Substitute "marker" for "pin" in the lines below, from the line containing "Spot the woman in" through the last line, and reproduce those lines with everything else unchanged.

# Dataset

______

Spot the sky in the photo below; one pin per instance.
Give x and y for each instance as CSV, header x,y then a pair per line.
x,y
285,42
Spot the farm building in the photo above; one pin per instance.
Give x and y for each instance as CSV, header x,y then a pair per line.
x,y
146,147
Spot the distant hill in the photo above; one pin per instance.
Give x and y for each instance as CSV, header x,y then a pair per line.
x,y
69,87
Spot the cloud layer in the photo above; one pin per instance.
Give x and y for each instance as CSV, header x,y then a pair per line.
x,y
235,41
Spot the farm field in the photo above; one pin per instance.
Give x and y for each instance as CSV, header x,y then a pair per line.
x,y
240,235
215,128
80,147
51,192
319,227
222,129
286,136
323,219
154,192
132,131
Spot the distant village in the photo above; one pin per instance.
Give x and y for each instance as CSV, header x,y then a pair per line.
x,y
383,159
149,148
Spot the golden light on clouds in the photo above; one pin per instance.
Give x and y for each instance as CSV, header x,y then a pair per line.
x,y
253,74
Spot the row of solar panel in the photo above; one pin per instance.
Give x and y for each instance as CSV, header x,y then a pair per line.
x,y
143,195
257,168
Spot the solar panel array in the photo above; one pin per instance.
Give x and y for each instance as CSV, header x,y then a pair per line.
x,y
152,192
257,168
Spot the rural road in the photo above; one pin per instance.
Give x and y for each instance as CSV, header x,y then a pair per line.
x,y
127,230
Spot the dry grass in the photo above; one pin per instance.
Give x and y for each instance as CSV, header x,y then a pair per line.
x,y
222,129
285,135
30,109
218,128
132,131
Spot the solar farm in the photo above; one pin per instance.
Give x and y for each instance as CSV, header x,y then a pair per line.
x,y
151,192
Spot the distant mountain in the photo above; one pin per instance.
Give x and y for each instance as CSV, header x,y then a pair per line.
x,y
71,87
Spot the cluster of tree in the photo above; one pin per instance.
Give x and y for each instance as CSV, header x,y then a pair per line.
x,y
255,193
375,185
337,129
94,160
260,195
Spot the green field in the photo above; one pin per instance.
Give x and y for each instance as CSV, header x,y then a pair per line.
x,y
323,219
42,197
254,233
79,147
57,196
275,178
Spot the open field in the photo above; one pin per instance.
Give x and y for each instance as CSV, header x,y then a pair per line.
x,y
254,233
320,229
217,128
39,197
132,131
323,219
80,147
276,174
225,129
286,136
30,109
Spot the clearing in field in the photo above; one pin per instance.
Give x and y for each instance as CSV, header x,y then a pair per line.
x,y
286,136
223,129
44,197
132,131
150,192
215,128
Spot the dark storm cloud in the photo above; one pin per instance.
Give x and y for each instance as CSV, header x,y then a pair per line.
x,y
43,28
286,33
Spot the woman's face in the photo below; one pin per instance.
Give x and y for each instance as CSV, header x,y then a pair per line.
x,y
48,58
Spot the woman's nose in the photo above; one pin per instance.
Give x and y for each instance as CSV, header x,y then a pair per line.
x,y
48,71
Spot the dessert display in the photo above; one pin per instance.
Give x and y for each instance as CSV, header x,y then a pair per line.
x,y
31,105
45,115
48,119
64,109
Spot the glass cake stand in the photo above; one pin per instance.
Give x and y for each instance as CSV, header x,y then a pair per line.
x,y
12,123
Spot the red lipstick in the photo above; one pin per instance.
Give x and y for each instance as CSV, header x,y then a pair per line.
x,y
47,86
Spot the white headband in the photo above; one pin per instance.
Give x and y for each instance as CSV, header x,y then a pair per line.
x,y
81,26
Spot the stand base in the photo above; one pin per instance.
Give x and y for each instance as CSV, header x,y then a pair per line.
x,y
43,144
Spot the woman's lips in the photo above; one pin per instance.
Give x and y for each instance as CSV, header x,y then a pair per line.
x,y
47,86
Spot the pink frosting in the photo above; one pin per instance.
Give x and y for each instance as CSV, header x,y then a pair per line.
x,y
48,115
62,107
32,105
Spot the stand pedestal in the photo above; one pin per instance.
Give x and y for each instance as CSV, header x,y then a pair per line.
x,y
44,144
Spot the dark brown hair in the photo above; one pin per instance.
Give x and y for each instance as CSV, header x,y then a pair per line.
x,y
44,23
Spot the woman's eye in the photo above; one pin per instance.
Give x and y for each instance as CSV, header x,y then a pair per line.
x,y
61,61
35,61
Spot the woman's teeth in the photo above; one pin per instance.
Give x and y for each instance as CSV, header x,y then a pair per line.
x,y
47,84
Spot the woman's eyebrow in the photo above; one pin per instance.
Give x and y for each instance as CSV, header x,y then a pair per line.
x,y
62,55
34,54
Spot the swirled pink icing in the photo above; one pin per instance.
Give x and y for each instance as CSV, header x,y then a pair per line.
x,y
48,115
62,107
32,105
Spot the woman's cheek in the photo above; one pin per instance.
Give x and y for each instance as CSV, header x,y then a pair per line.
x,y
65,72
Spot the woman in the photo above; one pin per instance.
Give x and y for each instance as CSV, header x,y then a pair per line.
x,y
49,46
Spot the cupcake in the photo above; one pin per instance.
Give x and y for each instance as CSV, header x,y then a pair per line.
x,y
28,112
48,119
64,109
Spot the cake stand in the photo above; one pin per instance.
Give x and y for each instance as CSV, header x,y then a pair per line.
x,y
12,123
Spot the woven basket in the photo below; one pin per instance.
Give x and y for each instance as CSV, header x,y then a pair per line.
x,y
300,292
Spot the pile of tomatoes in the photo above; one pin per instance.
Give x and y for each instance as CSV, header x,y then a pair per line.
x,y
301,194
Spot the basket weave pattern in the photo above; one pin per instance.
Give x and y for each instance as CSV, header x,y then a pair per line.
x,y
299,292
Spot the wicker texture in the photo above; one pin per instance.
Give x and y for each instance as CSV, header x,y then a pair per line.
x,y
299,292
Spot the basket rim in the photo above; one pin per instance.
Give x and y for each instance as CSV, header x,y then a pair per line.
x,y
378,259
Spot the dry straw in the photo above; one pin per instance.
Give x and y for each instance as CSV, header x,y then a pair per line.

______

# Solution to the problem
Spot the woman in the photo above; one marker per instance.
Give x and y for each instance as CSV, header x,y then a pair per line.
x,y
49,46
Spot the cupcake in the photo above; one marker per instance.
Give x and y for each instance as CSV, header x,y then a pair per line.
x,y
28,112
48,119
64,109
Spot the cake stand in the photo above; one marker per instance.
Give x and y for each instance as CSV, header x,y then a pair per line.
x,y
12,123
Spot the woven basket in the photo below; one marker per instance.
Give x and y for each instance as CSV, header x,y then a pair per line.
x,y
300,292
Spot the pile of tomatoes in the photo above; one marker per instance.
Give x and y for each instance as CSV, header x,y then a pair per line.
x,y
301,194
Spot the basket weave pattern in the photo above; one marker per instance.
Give x and y for each instance as CSV, header x,y then a pair per line.
x,y
299,292
Spot the wicker texture in the photo above; one marker per instance.
Give x and y for each instance as CSV, header x,y then a pair per line.
x,y
299,292
Spot the basket rim in the photo above; one marker per instance.
Give x and y for each instance as CSV, header x,y then a pair per line.
x,y
378,259
Spot the dry straw in the photo above; one marker per instance.
Give x and y for each instance as CSV, header x,y then a pair per line.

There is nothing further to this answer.